-- begin --
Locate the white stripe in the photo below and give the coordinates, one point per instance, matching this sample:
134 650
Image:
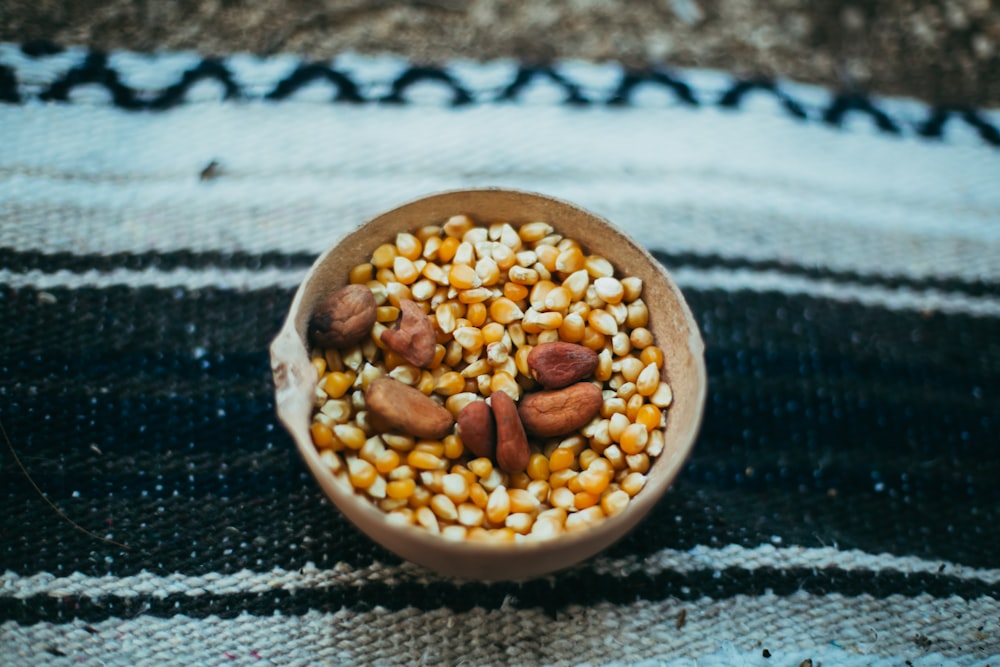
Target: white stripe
828 629
699 559
97 180
897 298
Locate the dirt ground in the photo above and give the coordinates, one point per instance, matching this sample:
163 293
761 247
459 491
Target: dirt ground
941 51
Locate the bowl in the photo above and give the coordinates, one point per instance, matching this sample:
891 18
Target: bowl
671 322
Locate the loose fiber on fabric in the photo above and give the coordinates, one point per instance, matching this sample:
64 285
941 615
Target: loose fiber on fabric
840 254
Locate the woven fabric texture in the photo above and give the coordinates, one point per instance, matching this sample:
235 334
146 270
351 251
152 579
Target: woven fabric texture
841 255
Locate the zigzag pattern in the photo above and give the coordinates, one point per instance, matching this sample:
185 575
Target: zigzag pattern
350 87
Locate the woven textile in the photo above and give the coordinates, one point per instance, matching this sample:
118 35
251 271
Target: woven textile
841 255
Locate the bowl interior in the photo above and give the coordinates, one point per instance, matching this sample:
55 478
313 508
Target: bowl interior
670 321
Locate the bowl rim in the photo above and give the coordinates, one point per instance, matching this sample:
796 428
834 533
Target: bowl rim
290 348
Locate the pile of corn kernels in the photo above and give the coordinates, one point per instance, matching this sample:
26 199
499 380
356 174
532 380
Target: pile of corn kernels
-- end --
# TASK DESCRIPTION
Swap every "coordinates" in the lines above for "pixel positions" and reproduce them with no other change, leaving the pictures out.

# SOLUTION TO THE PROBLEM
Locate the white stripe in the photo below and give the pixel positions, one point per instance, matching this sample:
134 650
Image:
Target: white stripe
828 629
699 559
97 180
897 298
Locate the dirt ground in the photo above and give the pixel positions, one point per instance, matching this sample:
163 293
761 247
459 491
Target: dirt ground
941 51
Locate the bowl in the photo above and give the pixel positions, one point per instance, matching this sample:
891 18
Target: bowl
671 322
Locate the loose fiber on fabric in the photo above and give the pixel positions, one point per instance, matching this sample:
64 285
941 615
Target: loose fiber on fabric
840 254
Locate the woven fabric texture in the photo above and give the pixel positions, one point per instance, matching this sample:
235 334
146 270
351 251
152 579
Target: woven fabric texture
841 255
Locate the zigzag pattern in the photo above and give the pixel positions, one point per instance, matching this sample:
185 575
Target: zigzag pattern
350 87
Locate the woven textile in the photo above and give the pixel positions, one point per instance, matching this sample:
118 35
251 271
Target: woven textile
841 255
Locate the bowl interior in the photo above and give the pixel positions, one point per instance, matching this sample:
55 478
313 508
Target: bowl interior
670 321
Locate the bowl rim in the photo above and give the pixel positions, one point per instance, matching this sample:
796 428
834 533
Target: bowl rim
290 348
Locate the pile of corn kernels in the photo above and give the pixel positions, one point per instance, matching this sample:
26 199
499 380
356 174
532 380
Target: pile of corn kernels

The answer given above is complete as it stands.